--- Source data ---

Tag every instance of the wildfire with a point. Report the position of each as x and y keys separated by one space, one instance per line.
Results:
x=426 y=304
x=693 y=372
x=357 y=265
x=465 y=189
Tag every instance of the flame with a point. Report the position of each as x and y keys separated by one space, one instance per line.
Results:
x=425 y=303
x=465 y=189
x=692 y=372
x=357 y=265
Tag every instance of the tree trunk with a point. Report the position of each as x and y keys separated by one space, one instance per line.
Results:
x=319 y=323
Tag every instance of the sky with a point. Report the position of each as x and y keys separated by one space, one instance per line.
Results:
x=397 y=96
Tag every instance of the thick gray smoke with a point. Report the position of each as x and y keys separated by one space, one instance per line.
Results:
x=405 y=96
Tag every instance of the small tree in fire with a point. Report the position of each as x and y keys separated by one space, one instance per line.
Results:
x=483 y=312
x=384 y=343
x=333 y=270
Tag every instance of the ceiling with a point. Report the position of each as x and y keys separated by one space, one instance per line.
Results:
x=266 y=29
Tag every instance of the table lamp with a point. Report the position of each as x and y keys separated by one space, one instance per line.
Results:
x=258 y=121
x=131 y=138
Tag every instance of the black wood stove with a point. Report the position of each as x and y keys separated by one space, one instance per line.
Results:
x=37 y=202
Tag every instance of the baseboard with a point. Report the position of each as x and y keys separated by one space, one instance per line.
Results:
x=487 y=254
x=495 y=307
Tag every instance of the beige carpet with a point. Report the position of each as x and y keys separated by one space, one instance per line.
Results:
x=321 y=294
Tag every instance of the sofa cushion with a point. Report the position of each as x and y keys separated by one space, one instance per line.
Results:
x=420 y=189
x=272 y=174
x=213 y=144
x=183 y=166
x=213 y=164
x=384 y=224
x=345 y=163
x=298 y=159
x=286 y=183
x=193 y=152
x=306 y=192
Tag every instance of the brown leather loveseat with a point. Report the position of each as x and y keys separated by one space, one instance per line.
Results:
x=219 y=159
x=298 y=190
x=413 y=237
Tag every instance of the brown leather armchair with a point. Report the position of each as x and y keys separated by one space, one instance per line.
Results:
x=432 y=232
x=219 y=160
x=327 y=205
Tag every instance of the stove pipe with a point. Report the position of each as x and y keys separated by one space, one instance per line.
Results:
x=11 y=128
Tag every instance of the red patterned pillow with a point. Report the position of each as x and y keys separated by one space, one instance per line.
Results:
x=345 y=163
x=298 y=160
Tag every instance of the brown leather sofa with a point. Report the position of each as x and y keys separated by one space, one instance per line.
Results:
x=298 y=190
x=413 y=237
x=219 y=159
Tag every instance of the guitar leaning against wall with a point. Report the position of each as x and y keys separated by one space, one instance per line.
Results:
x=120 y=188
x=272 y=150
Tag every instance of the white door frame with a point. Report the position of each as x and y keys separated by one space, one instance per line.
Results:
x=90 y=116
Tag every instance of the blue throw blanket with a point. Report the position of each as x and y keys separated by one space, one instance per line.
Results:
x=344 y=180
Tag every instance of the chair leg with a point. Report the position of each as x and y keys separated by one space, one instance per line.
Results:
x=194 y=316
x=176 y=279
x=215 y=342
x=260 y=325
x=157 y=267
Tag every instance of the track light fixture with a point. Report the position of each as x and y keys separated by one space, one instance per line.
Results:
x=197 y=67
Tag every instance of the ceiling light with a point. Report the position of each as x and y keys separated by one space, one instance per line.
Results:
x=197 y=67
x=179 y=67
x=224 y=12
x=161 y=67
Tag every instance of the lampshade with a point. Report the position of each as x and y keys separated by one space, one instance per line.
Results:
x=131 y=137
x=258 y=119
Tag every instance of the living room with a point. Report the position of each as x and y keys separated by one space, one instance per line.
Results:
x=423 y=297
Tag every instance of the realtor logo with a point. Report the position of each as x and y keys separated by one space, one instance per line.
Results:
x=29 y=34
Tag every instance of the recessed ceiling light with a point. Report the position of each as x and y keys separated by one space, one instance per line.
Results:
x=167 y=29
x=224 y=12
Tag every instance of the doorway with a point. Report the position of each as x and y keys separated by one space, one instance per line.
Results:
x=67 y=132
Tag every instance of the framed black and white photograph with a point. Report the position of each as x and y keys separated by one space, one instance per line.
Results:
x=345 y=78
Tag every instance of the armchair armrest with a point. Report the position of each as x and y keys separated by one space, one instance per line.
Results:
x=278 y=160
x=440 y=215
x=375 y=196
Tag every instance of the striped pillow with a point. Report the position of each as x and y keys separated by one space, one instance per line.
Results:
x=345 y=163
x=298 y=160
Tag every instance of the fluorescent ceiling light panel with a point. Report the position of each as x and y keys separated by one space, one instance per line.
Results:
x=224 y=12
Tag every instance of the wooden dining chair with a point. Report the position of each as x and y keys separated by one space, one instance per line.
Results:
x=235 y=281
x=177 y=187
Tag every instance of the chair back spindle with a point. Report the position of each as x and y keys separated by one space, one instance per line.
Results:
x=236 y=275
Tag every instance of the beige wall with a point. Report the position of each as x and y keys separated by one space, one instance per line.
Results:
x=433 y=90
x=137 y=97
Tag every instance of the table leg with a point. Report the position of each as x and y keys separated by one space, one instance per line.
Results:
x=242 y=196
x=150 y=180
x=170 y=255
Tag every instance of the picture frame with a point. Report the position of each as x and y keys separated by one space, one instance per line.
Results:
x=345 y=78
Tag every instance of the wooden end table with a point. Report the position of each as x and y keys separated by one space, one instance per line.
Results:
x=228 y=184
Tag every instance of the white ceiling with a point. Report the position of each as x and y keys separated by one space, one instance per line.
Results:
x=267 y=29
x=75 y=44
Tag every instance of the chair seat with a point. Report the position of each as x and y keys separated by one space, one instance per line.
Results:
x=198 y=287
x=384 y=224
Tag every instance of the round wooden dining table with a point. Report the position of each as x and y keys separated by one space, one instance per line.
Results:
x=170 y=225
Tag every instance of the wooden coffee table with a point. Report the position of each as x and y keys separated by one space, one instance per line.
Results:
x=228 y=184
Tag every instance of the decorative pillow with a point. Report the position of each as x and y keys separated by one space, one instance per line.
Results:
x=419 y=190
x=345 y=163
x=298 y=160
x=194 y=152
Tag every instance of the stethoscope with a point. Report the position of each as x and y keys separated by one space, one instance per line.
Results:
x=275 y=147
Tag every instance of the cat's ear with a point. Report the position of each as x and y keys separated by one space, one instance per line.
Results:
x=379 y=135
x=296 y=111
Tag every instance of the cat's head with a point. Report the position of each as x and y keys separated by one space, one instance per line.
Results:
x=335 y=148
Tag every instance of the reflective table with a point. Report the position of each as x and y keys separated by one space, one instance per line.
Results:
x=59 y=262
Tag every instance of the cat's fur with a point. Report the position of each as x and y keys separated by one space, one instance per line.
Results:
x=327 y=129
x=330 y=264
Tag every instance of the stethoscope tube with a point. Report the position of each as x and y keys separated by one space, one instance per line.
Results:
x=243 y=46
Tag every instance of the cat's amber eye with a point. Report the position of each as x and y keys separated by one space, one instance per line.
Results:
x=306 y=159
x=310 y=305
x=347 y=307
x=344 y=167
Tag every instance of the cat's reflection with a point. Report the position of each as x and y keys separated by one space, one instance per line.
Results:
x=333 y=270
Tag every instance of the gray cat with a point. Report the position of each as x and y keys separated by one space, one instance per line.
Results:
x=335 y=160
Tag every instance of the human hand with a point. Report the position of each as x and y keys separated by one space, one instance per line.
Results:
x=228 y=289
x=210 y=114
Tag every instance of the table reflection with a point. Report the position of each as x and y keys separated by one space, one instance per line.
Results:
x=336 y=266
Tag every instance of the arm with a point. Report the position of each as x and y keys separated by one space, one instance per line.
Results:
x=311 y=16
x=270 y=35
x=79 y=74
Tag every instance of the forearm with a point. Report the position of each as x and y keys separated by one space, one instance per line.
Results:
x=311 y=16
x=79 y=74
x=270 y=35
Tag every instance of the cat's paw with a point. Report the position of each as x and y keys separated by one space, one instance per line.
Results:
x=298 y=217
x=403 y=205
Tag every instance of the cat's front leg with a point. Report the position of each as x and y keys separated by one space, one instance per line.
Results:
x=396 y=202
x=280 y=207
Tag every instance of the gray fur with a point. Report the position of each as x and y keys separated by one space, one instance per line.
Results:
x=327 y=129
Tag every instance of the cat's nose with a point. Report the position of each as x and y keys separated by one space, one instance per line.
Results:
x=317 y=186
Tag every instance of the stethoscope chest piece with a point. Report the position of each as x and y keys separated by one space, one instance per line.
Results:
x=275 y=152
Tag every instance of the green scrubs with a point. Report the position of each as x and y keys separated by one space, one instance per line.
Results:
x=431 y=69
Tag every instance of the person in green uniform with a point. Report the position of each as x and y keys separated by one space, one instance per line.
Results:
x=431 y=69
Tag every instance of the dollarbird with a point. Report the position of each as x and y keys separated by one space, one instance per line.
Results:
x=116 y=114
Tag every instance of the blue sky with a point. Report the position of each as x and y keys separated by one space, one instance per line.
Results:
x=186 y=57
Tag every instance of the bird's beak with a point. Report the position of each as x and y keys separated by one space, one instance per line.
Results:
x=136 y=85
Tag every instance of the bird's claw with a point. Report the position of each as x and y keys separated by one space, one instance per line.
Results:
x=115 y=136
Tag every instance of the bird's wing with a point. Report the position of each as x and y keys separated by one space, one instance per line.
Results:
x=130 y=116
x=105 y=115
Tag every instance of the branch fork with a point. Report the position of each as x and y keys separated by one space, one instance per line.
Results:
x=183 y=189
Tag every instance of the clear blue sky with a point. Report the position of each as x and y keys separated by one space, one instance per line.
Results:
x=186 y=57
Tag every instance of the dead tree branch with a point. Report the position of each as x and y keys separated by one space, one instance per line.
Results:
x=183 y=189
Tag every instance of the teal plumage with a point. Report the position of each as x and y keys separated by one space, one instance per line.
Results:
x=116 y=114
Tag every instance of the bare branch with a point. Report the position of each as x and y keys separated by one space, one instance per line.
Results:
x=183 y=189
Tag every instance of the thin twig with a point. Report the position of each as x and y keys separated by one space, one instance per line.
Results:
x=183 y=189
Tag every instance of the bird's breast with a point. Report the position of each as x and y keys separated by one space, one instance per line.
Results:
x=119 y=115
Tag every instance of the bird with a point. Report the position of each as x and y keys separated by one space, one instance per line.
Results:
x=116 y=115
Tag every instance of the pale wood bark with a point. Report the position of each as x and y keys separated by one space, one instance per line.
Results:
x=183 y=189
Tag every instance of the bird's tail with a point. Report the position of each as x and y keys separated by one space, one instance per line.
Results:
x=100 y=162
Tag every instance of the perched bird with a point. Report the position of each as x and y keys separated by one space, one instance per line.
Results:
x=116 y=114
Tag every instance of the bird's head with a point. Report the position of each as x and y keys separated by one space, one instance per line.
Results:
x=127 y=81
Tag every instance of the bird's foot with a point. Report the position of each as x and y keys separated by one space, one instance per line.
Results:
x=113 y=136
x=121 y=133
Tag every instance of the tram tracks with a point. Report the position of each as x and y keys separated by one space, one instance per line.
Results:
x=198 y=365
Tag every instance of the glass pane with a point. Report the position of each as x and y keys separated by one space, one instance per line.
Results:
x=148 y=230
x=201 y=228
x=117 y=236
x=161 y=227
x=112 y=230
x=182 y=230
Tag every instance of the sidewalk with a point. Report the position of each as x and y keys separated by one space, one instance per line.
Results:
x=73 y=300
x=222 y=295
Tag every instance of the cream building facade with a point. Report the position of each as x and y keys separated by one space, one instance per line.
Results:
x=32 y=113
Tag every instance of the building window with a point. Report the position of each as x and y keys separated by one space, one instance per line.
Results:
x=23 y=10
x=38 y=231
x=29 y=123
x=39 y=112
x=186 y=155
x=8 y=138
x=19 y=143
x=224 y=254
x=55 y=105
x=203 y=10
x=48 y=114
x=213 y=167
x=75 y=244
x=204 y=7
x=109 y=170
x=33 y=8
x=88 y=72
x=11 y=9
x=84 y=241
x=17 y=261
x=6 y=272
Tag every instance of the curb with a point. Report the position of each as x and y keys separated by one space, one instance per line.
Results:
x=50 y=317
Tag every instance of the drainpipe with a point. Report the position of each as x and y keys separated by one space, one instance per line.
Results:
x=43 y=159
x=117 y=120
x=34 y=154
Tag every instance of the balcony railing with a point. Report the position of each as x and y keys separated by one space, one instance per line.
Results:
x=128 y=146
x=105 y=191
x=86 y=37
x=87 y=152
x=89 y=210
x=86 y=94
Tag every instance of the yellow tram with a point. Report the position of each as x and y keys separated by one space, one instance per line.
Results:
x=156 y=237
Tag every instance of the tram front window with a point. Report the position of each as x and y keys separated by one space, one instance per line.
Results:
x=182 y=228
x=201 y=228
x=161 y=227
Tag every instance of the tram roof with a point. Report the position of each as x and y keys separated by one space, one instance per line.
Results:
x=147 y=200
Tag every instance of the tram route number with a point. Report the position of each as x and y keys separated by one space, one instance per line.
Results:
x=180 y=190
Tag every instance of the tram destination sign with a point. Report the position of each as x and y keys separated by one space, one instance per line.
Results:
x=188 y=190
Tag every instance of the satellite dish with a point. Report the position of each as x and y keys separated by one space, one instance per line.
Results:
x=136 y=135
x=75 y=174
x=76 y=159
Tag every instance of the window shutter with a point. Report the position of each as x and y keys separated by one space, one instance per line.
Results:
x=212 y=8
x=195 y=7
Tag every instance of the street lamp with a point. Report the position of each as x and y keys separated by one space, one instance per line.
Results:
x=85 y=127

---

Work through the records above and count the lines that hold the string "armchair". Please give only that figure.

● Task solution
2